Being a board member for your HOA comes with the responsibility of managing the HOA’s finances. And it’s important to know when to hire an accountant. Furthermore, all of the services for the community depend on proper budgeting and financing. And an essential part of taking care of the finances includes making sure all of the association’s accounting is correct and verifying the financial documents. But it has been reported by board members that the finances are often the least-understood aspect of an HOA. And not only understanding what the records are, but having the knowledge to recognize any problems. Certainly, it can be challenging to know if you don’t have a finance-related background. And even accounting software may just make things more confusing.
Since the finances of the HOA are essential, the accounting can’t be overlooked. And if there are any problems, the board is solely responsible. Considering the weight of this responsibility, your board may feel more comfortable hiring a professional when needed. Some larger HOAs keep a CPA on staff. Although, you may not need to. Below we go over times when a professional accountant definitely should be hired.
When to Hire a Certified Public Accountant
For most financial and budgetary needs of an HOA, a certified public accountant (CPA) is the best bet. This type of accountant has a CPA license. They earned this license from meeting state education and work requirements. In addition, they also earn it by passing the tough CPA exam. It indicates they have a strong understanding of the most critical accounting skills.

### Set exercise:
Continue the article on when an HOA board should hire an accountant, starting right after its final sentence.

### Entries shown:

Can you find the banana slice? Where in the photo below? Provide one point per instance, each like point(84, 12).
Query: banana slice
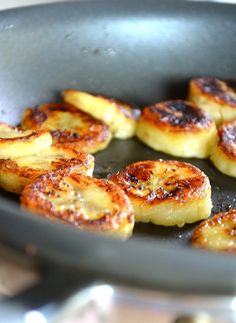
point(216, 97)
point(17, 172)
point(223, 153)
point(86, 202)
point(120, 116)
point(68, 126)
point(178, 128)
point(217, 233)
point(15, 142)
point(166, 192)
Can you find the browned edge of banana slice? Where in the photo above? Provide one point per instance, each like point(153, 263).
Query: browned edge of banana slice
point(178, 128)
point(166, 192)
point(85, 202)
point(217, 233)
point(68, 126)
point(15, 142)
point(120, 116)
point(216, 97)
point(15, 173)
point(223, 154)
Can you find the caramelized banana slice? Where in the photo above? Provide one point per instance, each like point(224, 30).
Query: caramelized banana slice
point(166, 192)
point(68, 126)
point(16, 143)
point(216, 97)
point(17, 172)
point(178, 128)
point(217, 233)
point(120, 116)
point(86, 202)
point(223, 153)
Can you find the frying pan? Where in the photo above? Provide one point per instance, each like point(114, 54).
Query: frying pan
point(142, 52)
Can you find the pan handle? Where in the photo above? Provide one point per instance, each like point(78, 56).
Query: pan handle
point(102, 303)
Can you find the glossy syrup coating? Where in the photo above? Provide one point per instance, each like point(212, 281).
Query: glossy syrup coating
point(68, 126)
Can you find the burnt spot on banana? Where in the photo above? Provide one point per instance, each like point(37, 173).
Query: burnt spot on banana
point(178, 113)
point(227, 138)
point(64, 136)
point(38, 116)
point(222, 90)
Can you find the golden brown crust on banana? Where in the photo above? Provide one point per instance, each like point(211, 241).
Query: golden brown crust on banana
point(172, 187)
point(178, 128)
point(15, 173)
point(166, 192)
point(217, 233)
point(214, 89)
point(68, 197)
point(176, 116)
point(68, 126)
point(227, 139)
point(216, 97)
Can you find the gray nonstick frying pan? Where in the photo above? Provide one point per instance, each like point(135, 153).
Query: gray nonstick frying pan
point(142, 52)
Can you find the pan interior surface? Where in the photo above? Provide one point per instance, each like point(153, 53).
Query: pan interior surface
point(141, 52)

...

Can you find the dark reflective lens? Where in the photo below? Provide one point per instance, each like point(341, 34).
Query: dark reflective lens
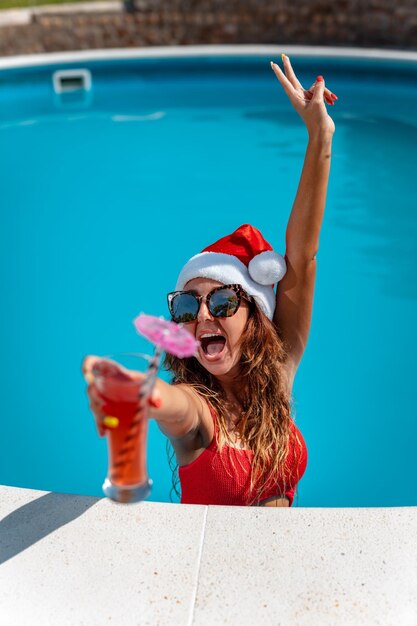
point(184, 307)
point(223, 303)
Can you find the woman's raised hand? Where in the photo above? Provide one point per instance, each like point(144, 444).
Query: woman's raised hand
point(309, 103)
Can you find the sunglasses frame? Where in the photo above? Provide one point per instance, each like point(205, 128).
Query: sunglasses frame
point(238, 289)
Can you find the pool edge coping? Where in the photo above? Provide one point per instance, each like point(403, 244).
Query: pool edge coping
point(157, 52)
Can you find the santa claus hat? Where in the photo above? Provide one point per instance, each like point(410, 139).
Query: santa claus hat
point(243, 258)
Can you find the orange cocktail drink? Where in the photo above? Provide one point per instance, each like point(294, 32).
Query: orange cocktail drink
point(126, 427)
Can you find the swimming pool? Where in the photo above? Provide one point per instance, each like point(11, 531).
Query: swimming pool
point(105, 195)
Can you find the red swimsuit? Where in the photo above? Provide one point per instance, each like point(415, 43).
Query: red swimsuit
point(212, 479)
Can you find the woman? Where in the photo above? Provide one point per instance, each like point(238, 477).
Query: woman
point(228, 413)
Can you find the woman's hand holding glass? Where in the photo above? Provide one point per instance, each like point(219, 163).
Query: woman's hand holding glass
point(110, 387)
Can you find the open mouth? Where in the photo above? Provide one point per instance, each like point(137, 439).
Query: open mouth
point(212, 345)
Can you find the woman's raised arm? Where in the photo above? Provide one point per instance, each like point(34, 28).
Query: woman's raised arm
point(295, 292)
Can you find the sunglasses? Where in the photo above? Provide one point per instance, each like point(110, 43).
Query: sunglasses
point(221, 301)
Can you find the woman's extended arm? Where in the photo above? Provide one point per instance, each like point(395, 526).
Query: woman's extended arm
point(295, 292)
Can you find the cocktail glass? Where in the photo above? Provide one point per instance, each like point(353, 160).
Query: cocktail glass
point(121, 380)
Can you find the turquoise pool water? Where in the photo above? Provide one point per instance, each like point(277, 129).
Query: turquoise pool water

### Written response:
They can verify the HOA’s accounting records, taxes, and financial strength. A CPA can also do a review of the finances, but also offer advice to improve the financial position of the organization.
Financial Assessments Done by a Certified Public Accountant
It’s recommended that every year the HOA board has some assessment of the year’s finances. Some state laws or HOA bylaws likely specify which type of assessment needs to occur and how often. The assessments can be any of the three. First, a compilation, which is the least complicated. Second, a review, which checks the books. And finally, an audit, which is much more complicated and thorough. Even if your state doesn’t require an audit, an HOA should have them regularly. Then, either a compilation or a review should be done annually. Exactly how often an audit should occur depends on the size of your community and the complexity of the finances. If there isn’t a mandate for it, a CPA can help you determine your schedule of financial evaluations.
All three assessments need to be done by a CPA. The audit should be conducted by an outside CPA to get the highest level of assurance on your finances. Even if you have one on staff. You might want your CPA to also help with the budget if you anticipate significant changes. Also, you might want them to help if there are other complicated issues.
A CPA should also be used for the association’s taxes. There can be many options for how an HOA files. A CPA can advise you on which of those options allow the HOA to pay the least in taxes. They can complete the paperwork for you. In addition, they can advise strategies for keeping taxes low in the coming years, or other financial recommendations.
When hiring a CPA, you should get several bids and call references. In many HOA communities, the management company has a CPA. Do not use this same CPA. The board needs its own to ensure the best outcome of the analysis.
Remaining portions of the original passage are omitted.